* [AIM OF THE TASK]: The number of lines in the entries below holding the word "military" is all that is needed here.

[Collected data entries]
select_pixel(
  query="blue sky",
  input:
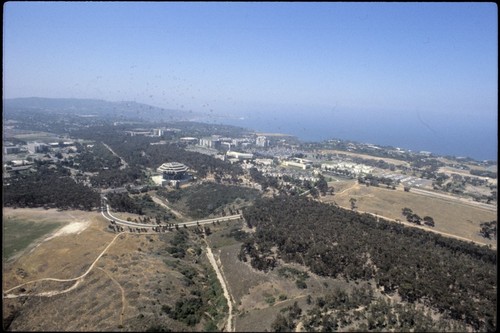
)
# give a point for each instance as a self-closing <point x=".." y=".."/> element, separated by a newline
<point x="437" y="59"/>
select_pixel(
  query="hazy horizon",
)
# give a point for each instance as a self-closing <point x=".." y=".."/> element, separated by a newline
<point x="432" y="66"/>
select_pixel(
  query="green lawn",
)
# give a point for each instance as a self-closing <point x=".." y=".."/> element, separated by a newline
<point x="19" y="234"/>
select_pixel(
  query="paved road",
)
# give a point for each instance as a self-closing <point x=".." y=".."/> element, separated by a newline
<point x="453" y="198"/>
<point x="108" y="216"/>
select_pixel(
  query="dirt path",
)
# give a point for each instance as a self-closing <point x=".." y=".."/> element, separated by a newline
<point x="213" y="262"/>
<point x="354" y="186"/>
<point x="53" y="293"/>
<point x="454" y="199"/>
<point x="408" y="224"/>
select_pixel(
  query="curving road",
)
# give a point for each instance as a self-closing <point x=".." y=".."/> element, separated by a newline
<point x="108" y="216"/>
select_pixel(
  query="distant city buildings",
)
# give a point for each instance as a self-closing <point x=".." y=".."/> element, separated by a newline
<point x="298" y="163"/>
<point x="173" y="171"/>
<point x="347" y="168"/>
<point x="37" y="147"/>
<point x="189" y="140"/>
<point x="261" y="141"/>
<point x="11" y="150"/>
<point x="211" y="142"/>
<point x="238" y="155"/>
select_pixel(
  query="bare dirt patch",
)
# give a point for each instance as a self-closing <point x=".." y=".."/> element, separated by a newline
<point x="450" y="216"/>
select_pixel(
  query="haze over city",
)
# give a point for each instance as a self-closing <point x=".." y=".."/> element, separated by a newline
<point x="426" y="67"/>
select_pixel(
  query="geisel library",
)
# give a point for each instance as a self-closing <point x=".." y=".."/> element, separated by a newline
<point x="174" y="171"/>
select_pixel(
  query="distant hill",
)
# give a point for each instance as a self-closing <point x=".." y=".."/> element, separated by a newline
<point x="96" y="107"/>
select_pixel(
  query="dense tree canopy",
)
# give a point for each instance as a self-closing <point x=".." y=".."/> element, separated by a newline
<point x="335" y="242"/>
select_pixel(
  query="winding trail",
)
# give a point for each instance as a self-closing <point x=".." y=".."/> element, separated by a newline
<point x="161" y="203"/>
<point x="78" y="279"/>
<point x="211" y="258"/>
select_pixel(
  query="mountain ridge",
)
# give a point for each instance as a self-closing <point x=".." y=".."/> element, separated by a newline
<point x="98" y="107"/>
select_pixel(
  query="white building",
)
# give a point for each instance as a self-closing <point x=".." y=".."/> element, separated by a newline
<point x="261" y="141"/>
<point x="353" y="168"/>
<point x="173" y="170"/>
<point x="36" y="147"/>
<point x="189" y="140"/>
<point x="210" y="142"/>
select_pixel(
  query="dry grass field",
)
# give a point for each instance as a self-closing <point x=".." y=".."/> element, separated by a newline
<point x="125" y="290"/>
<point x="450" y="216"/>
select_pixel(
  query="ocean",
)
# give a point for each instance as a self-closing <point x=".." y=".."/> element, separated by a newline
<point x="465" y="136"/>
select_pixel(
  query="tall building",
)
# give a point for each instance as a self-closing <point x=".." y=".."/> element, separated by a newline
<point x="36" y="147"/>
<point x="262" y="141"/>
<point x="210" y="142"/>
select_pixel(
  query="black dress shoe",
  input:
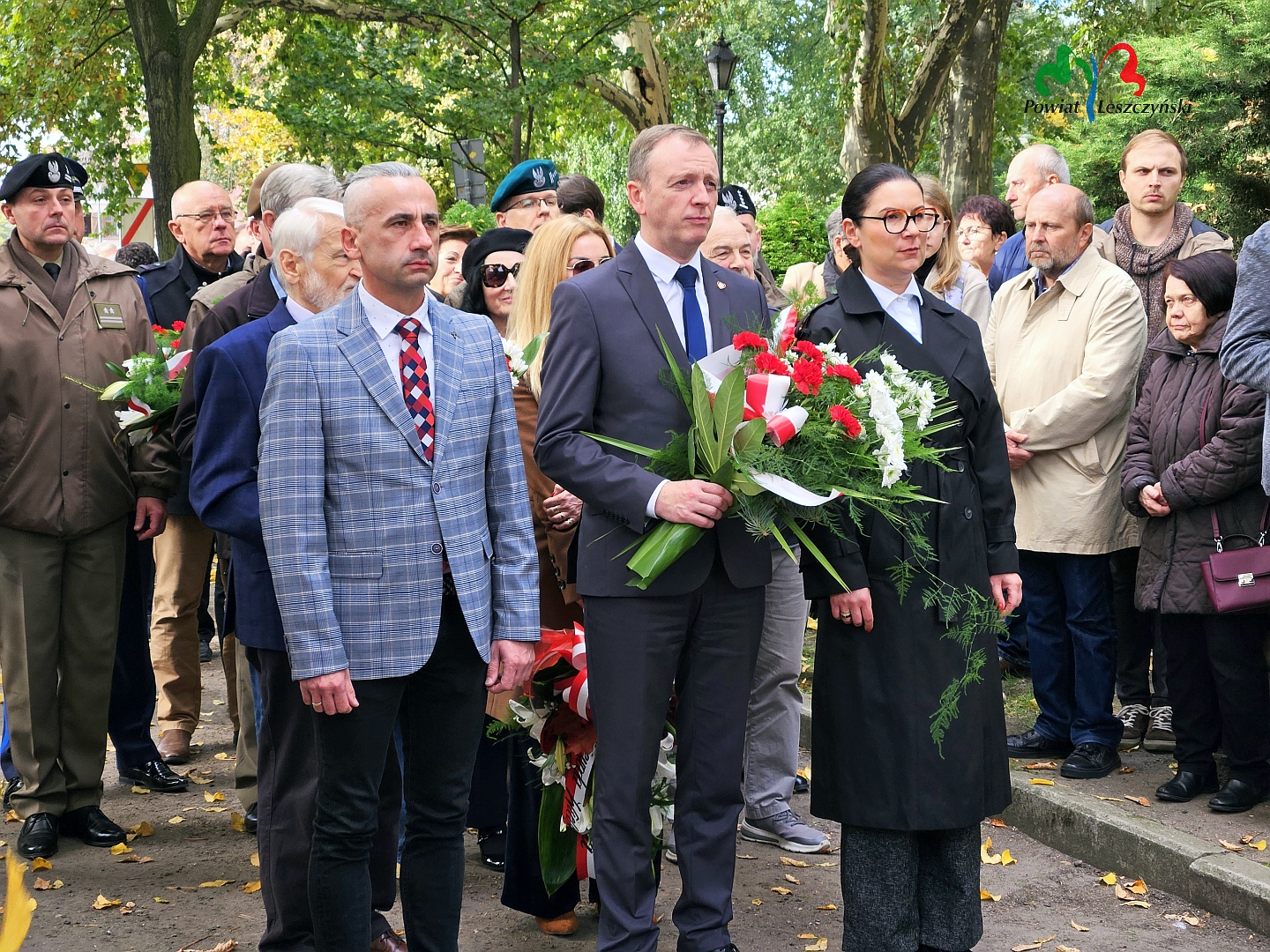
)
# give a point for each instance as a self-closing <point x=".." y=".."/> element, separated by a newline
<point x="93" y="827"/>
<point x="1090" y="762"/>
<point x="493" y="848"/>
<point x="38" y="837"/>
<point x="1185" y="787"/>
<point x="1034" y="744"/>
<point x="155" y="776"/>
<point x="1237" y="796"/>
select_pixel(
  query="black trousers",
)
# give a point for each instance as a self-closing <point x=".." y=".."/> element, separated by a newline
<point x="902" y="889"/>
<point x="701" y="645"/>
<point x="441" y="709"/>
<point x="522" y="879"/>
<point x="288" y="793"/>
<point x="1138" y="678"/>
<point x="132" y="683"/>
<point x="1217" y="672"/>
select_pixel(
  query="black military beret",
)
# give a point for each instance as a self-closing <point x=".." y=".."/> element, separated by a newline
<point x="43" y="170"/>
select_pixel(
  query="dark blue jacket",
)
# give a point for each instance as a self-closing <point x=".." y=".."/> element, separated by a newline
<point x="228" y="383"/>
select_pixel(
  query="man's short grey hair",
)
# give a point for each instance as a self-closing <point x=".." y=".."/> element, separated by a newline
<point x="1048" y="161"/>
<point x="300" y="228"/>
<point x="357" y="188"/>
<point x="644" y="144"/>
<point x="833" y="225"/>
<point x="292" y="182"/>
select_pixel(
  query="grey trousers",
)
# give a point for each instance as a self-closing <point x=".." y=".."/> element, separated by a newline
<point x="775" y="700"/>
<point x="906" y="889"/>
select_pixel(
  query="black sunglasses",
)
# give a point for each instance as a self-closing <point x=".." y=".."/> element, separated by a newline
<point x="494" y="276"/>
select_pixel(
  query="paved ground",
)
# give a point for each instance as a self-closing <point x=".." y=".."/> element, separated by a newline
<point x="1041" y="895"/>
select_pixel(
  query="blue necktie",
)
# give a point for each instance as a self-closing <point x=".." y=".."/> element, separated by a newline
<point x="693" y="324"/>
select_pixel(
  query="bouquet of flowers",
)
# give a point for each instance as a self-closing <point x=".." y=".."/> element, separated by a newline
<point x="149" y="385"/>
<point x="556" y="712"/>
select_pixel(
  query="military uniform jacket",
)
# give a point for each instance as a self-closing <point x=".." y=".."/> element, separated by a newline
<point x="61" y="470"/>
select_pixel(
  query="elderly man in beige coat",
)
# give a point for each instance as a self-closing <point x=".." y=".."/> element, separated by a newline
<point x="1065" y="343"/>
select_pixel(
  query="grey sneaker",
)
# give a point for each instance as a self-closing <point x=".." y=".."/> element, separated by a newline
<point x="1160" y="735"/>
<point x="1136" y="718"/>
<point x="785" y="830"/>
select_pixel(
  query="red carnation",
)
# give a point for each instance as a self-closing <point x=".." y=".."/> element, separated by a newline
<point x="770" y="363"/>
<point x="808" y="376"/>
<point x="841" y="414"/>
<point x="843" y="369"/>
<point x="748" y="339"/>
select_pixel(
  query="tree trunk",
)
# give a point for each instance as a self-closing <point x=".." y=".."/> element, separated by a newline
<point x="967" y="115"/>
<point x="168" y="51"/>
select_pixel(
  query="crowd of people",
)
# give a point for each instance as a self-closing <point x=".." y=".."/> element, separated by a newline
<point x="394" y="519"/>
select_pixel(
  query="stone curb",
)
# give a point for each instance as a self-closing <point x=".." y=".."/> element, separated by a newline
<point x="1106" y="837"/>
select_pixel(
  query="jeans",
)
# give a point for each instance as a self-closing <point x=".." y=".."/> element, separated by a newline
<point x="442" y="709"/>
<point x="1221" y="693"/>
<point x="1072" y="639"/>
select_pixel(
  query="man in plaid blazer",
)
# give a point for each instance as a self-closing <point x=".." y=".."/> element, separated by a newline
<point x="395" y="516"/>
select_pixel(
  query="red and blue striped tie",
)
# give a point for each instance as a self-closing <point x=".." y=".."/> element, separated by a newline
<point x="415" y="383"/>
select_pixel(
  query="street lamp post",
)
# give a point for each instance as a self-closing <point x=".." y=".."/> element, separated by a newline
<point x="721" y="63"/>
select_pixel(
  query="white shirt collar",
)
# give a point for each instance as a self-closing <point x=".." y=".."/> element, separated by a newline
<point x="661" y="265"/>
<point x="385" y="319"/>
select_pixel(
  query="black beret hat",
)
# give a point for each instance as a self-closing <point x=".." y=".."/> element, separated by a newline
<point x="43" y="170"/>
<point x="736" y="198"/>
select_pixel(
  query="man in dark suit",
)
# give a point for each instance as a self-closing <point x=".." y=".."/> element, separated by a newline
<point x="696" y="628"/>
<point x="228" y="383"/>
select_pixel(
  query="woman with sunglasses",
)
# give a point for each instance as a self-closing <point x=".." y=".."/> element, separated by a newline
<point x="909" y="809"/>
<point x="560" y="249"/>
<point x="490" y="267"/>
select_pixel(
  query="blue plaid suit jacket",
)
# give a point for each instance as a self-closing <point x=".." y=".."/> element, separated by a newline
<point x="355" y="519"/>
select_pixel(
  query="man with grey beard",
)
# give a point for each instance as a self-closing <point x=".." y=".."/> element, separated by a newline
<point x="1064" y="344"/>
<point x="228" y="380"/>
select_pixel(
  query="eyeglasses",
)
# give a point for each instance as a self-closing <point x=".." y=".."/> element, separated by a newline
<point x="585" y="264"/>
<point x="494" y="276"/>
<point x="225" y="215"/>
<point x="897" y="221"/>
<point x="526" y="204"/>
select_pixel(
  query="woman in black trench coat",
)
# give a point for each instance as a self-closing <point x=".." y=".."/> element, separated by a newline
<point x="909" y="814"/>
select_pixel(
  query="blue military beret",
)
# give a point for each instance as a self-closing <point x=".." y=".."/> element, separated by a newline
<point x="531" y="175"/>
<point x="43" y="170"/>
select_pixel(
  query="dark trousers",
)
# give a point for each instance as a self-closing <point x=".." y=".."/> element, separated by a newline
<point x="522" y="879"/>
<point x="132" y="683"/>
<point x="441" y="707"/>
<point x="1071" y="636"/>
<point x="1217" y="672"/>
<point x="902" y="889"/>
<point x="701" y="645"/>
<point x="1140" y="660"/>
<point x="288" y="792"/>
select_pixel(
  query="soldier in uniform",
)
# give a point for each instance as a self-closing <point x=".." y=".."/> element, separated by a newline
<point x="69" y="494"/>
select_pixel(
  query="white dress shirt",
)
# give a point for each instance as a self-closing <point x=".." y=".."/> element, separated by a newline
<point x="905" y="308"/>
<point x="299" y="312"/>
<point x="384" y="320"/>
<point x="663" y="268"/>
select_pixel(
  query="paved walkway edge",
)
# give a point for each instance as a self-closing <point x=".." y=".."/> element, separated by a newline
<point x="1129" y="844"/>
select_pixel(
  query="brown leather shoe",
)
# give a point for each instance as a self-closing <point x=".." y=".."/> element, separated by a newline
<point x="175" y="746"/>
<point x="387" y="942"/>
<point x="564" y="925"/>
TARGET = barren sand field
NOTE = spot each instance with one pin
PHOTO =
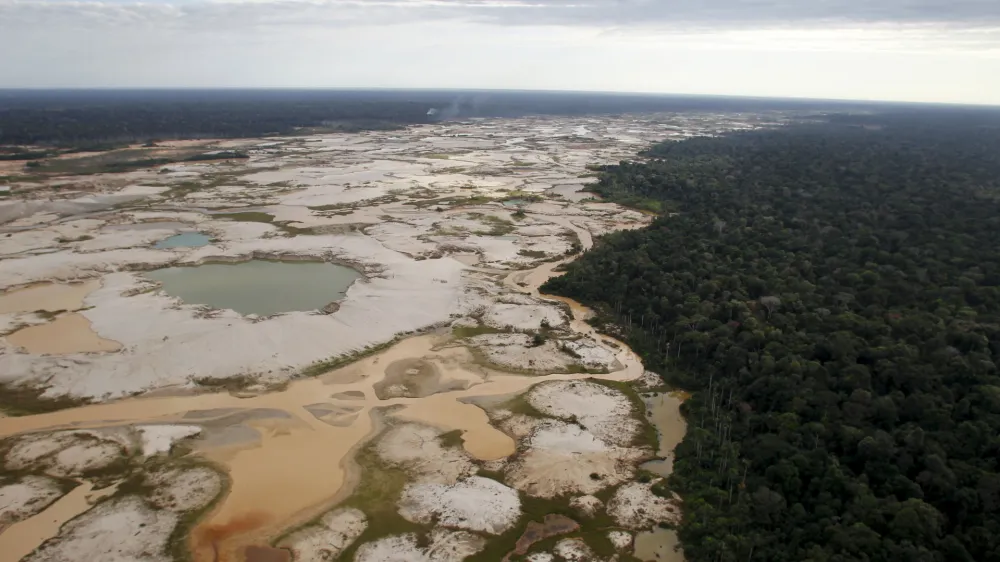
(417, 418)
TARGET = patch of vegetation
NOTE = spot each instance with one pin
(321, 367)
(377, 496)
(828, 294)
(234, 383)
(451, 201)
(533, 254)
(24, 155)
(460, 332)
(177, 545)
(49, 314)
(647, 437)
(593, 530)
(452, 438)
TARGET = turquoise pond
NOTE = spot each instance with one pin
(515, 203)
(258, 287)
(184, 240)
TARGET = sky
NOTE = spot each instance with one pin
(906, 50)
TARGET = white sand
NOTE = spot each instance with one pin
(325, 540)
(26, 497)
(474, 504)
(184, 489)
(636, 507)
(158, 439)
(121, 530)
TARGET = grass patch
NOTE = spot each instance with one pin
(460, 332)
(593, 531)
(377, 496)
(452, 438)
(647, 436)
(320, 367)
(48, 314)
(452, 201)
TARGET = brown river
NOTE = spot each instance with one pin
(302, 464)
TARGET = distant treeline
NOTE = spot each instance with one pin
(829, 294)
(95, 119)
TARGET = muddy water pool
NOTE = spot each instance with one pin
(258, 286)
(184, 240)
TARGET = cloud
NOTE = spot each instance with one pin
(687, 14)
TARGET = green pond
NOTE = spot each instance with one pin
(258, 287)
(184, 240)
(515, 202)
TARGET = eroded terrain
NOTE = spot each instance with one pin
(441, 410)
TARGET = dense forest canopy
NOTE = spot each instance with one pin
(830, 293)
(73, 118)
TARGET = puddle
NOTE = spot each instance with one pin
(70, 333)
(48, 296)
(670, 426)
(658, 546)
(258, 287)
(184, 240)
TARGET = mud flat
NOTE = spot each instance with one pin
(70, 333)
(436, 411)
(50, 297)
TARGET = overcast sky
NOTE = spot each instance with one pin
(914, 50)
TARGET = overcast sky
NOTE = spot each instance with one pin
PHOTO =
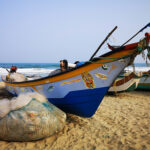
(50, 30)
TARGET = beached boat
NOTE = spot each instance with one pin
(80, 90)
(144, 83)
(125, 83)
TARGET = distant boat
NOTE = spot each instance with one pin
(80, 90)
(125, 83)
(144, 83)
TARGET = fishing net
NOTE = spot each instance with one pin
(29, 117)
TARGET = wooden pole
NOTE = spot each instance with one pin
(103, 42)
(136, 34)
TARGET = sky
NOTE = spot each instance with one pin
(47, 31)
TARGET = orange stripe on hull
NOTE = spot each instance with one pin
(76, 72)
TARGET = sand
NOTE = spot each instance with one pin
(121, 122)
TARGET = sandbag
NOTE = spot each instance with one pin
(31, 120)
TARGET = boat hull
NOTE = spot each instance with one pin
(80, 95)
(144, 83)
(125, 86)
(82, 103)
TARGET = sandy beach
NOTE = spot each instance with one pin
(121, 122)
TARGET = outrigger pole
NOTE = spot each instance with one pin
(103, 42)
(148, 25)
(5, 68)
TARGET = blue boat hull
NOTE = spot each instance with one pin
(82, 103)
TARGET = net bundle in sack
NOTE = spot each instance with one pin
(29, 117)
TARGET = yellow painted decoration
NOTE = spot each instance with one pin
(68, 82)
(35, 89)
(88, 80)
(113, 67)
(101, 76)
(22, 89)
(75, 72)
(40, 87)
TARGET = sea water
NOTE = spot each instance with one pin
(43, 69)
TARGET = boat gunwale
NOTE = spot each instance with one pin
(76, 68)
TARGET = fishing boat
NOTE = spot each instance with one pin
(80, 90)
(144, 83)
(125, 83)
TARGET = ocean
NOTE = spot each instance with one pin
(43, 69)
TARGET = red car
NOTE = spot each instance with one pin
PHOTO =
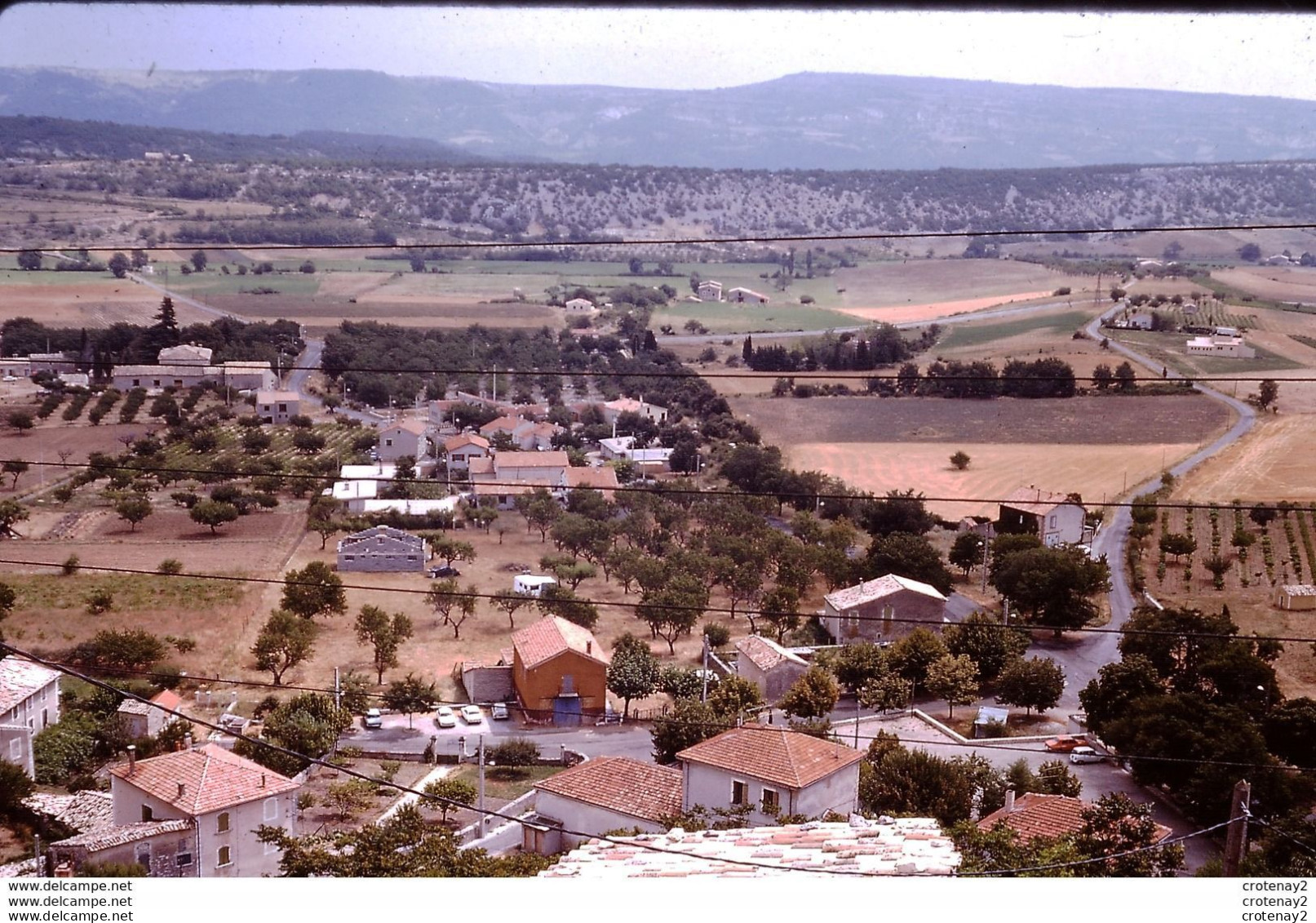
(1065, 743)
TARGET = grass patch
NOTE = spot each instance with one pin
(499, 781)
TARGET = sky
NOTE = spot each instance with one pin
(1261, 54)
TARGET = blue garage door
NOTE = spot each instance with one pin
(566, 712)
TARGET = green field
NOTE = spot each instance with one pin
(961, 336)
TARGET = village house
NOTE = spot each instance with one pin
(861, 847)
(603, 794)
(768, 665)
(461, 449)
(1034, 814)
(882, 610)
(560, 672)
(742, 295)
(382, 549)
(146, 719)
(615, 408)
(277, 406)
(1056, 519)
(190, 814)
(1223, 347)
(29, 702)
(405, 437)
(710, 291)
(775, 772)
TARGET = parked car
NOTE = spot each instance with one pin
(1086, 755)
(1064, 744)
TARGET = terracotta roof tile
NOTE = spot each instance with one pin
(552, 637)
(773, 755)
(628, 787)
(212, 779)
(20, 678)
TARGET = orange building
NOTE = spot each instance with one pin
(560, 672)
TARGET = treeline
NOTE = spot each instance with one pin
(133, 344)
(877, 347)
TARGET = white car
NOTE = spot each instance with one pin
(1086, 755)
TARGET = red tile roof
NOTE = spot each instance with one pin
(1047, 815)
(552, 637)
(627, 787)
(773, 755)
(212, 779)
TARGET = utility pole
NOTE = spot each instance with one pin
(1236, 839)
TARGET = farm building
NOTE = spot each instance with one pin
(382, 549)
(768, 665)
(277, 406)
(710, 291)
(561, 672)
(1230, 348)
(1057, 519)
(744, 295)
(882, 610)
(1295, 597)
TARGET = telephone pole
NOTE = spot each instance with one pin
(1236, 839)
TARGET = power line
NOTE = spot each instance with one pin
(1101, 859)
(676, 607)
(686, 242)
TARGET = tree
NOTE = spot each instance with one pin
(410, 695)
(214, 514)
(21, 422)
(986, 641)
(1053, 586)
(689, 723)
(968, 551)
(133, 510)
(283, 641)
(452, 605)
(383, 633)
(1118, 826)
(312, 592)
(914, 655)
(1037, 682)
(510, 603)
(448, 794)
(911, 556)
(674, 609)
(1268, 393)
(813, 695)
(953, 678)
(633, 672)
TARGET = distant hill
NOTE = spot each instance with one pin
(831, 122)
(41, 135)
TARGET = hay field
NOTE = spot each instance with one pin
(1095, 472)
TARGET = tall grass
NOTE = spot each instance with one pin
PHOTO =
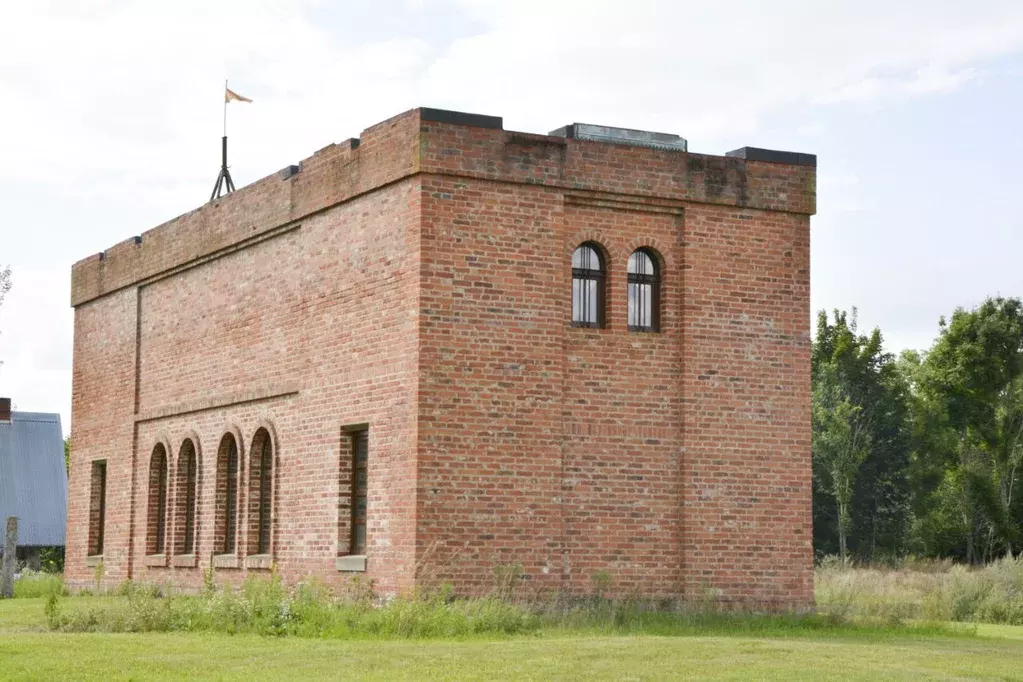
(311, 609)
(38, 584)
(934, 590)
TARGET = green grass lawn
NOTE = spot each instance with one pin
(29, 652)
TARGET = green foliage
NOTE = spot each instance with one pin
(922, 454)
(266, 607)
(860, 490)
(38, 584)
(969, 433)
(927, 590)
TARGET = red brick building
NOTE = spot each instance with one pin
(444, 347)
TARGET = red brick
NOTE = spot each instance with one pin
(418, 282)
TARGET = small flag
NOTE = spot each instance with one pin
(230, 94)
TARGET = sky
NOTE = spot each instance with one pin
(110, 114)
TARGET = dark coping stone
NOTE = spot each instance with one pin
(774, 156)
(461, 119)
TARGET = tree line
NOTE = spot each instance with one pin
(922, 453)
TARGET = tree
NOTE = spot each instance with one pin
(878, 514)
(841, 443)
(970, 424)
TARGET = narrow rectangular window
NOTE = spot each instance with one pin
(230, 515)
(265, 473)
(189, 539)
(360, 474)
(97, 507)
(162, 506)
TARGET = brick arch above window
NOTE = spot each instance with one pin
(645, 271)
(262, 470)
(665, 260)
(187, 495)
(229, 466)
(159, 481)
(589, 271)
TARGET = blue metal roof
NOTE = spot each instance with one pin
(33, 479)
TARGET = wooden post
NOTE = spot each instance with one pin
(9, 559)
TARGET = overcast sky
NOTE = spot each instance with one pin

* [ANSWER BELOW]: 3